# Task brief
The output should consist solely of the line containing "Locate the anal" and the lines that follow it through the end of the data below.

# Data for this task
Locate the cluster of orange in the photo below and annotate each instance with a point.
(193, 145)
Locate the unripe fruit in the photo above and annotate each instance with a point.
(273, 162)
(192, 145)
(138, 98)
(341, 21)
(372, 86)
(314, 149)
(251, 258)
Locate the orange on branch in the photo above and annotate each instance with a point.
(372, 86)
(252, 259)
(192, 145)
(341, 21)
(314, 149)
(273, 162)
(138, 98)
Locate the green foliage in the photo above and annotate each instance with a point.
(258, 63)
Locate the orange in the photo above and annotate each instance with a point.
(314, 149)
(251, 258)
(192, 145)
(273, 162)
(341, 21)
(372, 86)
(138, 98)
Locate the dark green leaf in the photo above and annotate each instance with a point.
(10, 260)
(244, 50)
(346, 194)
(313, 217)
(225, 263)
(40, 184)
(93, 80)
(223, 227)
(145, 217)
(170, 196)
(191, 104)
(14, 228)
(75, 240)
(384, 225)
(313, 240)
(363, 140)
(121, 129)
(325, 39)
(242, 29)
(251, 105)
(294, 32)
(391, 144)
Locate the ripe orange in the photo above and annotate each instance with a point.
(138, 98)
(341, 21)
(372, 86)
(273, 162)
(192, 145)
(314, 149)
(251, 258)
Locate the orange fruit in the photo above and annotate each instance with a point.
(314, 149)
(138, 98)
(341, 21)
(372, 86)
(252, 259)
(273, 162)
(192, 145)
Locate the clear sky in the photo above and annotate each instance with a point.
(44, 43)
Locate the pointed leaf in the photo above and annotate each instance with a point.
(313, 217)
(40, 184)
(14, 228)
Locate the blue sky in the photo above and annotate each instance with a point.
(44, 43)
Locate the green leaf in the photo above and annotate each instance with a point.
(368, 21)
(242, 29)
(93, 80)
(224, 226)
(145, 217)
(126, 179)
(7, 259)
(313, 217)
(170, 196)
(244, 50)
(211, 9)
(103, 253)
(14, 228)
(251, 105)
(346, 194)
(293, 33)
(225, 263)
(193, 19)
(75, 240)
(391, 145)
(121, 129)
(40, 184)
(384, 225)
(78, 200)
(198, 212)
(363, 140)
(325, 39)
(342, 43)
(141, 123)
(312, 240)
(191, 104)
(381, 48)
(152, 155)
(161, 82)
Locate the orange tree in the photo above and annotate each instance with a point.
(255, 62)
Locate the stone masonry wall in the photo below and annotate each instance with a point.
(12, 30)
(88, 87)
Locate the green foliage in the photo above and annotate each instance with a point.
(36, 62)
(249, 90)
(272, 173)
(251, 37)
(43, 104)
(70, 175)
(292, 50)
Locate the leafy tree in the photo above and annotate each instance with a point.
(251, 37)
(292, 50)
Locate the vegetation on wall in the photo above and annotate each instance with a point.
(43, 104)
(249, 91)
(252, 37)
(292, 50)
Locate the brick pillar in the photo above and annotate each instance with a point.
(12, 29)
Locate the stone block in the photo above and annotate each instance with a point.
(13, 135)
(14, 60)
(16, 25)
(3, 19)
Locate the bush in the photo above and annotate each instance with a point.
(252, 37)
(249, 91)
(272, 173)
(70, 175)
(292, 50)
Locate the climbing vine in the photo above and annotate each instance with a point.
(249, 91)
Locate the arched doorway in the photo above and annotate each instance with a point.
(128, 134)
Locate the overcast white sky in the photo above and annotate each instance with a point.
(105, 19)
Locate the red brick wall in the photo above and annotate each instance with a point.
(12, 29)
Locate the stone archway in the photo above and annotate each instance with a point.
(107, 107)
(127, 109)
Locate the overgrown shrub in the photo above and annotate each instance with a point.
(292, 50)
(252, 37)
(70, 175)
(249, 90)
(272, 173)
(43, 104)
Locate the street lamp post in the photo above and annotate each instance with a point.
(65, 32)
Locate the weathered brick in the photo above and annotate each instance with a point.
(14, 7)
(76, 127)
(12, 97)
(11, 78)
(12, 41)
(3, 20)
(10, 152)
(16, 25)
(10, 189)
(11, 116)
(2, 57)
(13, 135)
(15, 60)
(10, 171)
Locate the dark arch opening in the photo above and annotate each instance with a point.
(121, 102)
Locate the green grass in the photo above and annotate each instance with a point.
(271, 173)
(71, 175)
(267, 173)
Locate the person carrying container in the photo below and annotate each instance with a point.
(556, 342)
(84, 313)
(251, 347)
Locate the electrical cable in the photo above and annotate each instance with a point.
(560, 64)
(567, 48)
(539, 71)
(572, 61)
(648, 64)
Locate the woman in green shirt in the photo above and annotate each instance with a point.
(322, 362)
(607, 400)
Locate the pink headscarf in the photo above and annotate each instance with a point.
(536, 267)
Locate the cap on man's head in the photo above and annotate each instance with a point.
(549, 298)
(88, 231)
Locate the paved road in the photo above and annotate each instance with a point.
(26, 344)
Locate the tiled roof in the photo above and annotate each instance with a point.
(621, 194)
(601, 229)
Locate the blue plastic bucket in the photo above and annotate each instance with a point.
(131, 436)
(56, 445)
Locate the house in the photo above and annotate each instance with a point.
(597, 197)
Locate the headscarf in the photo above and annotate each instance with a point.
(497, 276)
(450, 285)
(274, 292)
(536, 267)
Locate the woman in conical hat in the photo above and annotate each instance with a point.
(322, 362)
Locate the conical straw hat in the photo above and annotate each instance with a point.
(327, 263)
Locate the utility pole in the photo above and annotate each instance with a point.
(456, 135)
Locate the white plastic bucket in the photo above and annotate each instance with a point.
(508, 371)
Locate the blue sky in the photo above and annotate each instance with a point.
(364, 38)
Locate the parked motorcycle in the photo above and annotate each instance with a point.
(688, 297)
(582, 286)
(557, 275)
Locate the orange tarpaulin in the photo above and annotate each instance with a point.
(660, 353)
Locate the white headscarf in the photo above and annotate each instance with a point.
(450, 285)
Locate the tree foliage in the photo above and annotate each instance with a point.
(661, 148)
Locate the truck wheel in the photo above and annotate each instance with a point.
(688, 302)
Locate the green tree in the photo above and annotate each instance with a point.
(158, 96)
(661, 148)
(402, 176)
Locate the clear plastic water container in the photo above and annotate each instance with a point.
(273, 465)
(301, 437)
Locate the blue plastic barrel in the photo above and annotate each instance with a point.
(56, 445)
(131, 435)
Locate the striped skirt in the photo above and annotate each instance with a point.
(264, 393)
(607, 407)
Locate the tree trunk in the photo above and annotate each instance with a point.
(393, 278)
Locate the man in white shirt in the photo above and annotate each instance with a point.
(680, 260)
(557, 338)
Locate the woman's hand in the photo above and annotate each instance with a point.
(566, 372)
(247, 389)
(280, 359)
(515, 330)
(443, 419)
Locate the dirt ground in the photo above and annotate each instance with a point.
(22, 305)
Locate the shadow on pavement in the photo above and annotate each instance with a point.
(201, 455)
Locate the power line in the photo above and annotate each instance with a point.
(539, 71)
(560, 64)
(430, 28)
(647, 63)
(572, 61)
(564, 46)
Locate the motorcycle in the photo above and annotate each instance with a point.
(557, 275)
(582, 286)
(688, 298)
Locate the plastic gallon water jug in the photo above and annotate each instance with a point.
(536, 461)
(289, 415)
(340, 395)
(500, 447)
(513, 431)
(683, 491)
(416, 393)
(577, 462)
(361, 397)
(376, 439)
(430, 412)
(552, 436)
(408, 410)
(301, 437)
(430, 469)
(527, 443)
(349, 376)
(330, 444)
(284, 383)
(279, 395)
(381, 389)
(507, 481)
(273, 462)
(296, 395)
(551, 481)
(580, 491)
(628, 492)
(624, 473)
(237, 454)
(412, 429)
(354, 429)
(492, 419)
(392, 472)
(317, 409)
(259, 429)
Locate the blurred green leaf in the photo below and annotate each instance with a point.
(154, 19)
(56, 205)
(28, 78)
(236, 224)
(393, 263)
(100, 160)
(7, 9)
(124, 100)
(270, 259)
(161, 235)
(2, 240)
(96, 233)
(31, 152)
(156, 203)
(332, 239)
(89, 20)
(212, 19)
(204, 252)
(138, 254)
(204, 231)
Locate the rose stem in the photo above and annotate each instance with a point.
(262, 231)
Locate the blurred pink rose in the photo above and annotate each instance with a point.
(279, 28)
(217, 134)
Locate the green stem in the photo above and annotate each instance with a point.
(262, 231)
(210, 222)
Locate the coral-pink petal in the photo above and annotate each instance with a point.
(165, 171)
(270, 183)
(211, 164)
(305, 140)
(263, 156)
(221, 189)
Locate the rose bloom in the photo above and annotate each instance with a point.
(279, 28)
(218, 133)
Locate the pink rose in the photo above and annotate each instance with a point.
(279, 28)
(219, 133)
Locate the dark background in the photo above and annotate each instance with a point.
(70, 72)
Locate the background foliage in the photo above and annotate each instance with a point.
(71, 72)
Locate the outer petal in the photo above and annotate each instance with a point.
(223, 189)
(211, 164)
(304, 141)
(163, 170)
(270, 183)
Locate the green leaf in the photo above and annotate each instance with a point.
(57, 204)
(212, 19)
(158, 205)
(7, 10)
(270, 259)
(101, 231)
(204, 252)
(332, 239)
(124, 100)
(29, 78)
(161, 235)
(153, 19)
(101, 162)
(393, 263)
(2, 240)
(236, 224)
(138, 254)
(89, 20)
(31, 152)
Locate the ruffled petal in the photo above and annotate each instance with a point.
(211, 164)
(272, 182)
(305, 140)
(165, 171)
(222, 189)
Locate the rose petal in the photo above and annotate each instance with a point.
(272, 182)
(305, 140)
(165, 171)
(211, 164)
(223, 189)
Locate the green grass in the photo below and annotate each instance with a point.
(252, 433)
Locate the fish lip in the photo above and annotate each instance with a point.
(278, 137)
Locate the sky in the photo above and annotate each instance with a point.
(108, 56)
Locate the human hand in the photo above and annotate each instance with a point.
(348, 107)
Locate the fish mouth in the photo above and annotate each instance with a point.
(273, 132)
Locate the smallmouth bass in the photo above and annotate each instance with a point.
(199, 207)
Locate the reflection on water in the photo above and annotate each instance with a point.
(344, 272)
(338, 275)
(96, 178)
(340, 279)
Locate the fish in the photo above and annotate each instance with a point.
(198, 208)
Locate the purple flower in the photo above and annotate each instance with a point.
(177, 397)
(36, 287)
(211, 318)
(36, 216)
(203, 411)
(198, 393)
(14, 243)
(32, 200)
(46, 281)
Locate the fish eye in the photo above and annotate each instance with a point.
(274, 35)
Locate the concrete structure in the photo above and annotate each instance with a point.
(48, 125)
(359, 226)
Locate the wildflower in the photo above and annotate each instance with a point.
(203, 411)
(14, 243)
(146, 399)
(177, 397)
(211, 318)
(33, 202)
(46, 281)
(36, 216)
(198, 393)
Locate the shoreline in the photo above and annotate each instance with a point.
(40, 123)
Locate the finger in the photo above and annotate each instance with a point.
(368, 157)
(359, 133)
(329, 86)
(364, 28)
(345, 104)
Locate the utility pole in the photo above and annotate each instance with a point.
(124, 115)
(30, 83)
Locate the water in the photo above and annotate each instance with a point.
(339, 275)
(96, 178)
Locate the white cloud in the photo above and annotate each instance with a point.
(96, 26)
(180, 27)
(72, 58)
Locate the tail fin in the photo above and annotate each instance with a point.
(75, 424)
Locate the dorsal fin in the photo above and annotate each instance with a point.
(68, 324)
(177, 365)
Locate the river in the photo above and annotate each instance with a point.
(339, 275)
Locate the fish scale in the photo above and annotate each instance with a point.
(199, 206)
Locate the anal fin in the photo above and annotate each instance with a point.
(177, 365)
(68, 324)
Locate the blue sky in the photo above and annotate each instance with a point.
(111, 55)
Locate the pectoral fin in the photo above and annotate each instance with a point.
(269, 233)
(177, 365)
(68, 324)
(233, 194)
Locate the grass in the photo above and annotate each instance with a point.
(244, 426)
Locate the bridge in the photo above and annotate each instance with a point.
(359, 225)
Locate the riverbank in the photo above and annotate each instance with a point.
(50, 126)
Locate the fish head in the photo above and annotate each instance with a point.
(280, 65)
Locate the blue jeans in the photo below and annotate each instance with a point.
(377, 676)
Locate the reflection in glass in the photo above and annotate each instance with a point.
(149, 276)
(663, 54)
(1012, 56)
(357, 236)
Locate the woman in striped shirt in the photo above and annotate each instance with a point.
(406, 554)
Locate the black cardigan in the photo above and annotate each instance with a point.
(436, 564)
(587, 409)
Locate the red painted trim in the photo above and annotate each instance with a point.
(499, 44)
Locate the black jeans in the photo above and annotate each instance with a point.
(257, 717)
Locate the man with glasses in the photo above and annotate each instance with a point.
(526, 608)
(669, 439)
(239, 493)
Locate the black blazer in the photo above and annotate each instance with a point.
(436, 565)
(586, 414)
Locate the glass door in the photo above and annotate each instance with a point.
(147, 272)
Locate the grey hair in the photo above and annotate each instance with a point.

# Full solution
Locate the anal fin in the photo above and annotate each instance with a point.
(177, 365)
(68, 324)
Locate the blue sky in the photo above and annotate each instance with a point.
(111, 55)
Locate the pectoral fin in the photo above and annotate each instance with a point.
(269, 233)
(177, 365)
(68, 324)
(233, 194)
Locate the grass in the photo above and annotate each instance with a point.
(244, 426)
Locate the bridge in the photo above and annotate each instance with a point.
(359, 225)
Locate the riverbank in the photo above and annotate each instance with a point.
(50, 126)
Locate the fish head in the photo above and annotate each instance with a point.
(280, 65)
Locate the blue jeans in the photo below and annotate each instance with a point.
(377, 676)
Locate the reflection in glass in the photo above and annotate each instance with a point.
(149, 276)
(663, 54)
(1012, 56)
(357, 236)
Locate the woman in striped shirt in the photo above and annotate each instance with a point.
(406, 554)
Locate the black cardigan in the photo above and annotate each instance with a point.
(436, 564)
(587, 409)
Locate the red painted trim in the photo above and annotate each instance with a point.
(499, 44)
Locate the black jeans in the photo above and annotate each instance with a point.
(257, 717)
Locate the man with glasses in the photo above and annotate each instance with a point.
(526, 608)
(669, 439)
(239, 493)
Locate the black blazer in the photo above and annotate each instance with a point.
(436, 565)
(586, 414)
Locate the glass door in the photo above and annotate each instance with a point.
(147, 272)
Locate the grey hair in the photo above and annotate each instance with a point.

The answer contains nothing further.